--- Source extract ---
Stock markets are off to a bad start on Monday as investors question whether the recovery trade has gone too far.

Last week brought an end to the late summer winning streak that saw stock markets recover a significant – and some would argue overly so – portion of the losses endured this year. And it seems that has set the tone going into this week, with Asia and Europe posting losses of more than 1% and US futures pointing to a similar open.

Naturally, all eyes are on Jackson Hole later in the week and in particular, the appearance of Fed Chair Jerome Powell. This platform has in the past been used to make significant announcements and so every year, traders are left on the edge of their seats in case of another this time around.

This year could be an anticlimax on that front as the Fed’s message has been clear since it pivoted to a data-driven approach in July. The markets viewed this as a dovish pivot and policymakers have since pushed back, not helped by the softer inflation data that further fueled the speculation.

With that in mind, the expectation is still that Powell will reaffirm what he and his colleagues have been saying in public recently, without giving too much away ahead of the September meeting, before which we’ll get another inflation and jobs report. The risk is that he says something dovish – intentionally or otherwise – after investors position for the opposite and triggers another risk-on rally in the markets.
--- Information given ---
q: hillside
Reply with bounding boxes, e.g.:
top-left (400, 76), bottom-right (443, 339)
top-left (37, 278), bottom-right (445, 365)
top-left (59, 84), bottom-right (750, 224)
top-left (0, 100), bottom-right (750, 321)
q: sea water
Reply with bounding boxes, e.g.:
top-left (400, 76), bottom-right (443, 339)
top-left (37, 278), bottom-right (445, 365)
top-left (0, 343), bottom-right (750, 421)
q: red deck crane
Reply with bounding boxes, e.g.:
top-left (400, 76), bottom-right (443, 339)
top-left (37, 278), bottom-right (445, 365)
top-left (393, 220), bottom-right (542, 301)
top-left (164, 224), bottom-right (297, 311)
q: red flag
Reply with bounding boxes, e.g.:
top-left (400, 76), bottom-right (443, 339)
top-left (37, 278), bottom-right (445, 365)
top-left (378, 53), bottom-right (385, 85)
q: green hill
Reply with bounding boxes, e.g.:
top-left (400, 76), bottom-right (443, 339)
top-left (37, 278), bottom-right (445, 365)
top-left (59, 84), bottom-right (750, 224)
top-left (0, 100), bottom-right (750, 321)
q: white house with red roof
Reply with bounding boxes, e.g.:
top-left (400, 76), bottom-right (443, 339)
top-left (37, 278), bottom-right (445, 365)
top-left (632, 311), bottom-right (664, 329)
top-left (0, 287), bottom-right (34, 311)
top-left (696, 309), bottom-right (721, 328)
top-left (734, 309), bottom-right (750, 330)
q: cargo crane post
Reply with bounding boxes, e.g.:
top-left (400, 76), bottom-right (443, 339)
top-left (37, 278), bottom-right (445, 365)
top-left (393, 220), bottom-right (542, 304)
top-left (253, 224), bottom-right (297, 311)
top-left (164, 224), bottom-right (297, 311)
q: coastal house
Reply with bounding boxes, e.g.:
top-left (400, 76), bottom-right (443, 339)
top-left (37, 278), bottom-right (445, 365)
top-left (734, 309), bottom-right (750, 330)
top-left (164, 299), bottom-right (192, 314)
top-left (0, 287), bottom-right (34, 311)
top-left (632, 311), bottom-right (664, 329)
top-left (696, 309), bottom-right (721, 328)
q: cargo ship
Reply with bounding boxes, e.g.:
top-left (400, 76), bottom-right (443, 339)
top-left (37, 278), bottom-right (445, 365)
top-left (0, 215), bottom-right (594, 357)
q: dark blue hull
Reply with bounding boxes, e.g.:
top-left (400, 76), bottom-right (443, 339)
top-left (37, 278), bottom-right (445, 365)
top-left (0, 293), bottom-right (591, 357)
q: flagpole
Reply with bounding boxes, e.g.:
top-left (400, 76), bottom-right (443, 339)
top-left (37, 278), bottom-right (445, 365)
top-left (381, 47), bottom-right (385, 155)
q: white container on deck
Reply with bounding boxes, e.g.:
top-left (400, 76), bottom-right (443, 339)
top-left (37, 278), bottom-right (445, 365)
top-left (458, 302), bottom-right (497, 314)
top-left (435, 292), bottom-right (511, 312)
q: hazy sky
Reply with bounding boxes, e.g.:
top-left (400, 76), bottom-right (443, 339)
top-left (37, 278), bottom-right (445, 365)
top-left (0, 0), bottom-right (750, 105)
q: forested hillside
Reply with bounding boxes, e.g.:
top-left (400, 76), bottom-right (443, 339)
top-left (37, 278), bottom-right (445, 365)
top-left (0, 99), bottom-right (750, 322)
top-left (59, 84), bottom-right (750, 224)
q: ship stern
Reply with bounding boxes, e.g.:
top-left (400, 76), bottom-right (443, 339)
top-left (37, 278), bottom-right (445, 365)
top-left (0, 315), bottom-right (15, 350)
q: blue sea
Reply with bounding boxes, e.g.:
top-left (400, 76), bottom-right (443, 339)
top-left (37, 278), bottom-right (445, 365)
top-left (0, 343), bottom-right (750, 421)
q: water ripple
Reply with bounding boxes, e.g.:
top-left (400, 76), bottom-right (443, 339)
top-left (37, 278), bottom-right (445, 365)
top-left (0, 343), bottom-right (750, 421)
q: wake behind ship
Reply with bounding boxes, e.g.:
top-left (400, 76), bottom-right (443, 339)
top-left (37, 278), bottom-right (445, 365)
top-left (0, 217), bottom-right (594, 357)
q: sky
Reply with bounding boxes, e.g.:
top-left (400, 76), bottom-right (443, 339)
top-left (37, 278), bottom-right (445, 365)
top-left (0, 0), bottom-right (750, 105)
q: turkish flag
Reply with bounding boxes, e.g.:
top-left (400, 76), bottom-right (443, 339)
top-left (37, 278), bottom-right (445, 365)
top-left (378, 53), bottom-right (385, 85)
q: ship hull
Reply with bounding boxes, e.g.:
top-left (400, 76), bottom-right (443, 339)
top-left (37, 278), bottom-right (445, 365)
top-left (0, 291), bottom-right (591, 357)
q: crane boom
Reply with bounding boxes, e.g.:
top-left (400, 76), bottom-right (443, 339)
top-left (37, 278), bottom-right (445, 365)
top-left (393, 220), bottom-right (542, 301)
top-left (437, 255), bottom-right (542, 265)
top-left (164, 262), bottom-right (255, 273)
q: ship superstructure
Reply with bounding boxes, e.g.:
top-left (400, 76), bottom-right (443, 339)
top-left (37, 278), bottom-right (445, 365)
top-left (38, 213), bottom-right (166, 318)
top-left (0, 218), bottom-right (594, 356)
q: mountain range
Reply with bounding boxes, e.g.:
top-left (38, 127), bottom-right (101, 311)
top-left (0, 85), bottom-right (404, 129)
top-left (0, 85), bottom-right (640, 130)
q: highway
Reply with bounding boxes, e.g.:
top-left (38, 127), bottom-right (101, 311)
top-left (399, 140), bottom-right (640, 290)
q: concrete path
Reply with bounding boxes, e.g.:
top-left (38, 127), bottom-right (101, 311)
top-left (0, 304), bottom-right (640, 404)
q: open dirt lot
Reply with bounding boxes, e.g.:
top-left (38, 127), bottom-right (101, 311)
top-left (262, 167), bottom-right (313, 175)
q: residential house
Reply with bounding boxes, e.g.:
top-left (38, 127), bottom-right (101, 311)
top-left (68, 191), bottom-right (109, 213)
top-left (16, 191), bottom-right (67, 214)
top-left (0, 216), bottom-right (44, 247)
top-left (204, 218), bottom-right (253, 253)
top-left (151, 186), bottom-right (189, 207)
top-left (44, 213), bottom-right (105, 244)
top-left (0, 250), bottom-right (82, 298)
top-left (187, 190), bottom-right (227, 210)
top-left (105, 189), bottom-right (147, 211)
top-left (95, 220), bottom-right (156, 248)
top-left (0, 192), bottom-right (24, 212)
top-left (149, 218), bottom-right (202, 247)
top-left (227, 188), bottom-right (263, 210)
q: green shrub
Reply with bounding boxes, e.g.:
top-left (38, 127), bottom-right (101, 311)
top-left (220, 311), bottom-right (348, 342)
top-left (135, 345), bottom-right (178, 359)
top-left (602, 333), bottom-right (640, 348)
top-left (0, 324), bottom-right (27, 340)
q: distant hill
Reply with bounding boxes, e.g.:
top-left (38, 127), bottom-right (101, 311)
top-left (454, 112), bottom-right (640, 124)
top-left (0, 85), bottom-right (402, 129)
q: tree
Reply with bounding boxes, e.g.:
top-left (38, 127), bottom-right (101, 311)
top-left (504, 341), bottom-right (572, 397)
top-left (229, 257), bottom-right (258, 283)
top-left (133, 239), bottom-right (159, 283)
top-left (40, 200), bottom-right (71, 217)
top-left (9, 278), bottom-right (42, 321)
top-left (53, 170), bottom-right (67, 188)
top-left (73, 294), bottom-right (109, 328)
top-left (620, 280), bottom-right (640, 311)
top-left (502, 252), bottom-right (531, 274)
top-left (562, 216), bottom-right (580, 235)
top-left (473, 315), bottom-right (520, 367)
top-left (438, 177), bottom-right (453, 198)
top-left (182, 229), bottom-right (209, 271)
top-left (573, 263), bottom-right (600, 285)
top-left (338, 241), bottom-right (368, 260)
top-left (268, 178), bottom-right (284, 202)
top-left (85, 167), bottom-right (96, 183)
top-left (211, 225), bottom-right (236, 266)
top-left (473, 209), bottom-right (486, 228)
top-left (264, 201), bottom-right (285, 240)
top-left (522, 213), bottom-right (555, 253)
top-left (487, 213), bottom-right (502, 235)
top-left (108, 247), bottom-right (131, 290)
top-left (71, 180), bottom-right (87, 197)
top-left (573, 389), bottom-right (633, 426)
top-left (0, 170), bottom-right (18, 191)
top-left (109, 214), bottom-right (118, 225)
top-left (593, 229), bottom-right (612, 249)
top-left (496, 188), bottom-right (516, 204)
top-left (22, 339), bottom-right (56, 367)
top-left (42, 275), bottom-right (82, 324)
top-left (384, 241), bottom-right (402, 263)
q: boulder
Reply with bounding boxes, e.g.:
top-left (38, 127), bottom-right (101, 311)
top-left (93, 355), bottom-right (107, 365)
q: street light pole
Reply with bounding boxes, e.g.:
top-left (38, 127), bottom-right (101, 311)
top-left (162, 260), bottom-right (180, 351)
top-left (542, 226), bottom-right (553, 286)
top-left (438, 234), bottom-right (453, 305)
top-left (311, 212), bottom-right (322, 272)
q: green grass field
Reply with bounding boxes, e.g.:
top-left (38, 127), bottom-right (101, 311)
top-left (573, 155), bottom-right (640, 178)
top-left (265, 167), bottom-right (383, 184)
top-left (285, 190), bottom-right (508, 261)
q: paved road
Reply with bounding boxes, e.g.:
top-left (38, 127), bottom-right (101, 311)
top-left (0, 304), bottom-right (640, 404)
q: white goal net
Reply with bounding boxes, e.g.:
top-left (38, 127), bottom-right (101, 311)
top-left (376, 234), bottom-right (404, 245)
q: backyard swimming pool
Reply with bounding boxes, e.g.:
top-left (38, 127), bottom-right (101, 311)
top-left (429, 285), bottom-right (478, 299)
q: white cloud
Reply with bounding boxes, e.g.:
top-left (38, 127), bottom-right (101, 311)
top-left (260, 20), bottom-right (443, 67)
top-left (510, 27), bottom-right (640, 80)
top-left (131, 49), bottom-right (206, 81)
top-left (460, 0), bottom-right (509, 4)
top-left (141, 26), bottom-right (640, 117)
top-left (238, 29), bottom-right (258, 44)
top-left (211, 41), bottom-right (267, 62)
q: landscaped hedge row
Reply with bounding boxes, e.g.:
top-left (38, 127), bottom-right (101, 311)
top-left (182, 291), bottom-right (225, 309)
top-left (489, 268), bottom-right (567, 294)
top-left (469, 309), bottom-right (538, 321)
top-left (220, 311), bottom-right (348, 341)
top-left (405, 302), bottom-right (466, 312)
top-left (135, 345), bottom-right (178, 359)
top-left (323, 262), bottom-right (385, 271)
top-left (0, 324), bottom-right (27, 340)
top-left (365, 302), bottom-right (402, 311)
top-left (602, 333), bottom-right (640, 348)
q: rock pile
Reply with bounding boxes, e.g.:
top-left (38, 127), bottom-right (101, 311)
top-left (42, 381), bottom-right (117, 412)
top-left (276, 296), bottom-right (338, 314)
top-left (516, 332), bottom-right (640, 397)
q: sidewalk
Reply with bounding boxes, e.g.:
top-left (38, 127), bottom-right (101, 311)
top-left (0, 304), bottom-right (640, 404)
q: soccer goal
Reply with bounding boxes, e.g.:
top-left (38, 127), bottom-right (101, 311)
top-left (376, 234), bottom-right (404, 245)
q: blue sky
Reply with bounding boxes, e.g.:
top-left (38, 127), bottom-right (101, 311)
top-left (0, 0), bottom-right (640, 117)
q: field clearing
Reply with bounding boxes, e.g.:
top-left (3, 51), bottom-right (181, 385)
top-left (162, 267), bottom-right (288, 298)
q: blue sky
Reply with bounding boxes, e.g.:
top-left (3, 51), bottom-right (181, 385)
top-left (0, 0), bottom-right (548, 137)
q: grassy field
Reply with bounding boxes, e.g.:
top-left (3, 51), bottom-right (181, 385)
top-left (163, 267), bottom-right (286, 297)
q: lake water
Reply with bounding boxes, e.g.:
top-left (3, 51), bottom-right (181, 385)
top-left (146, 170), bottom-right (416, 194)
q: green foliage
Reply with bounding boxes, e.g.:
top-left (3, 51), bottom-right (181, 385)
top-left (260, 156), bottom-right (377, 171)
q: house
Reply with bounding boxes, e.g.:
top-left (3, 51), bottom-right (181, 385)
---
> [What to work on]:
In the market commentary, when did the Fed pivot to a data-driven approach?

> [Output]:
In July.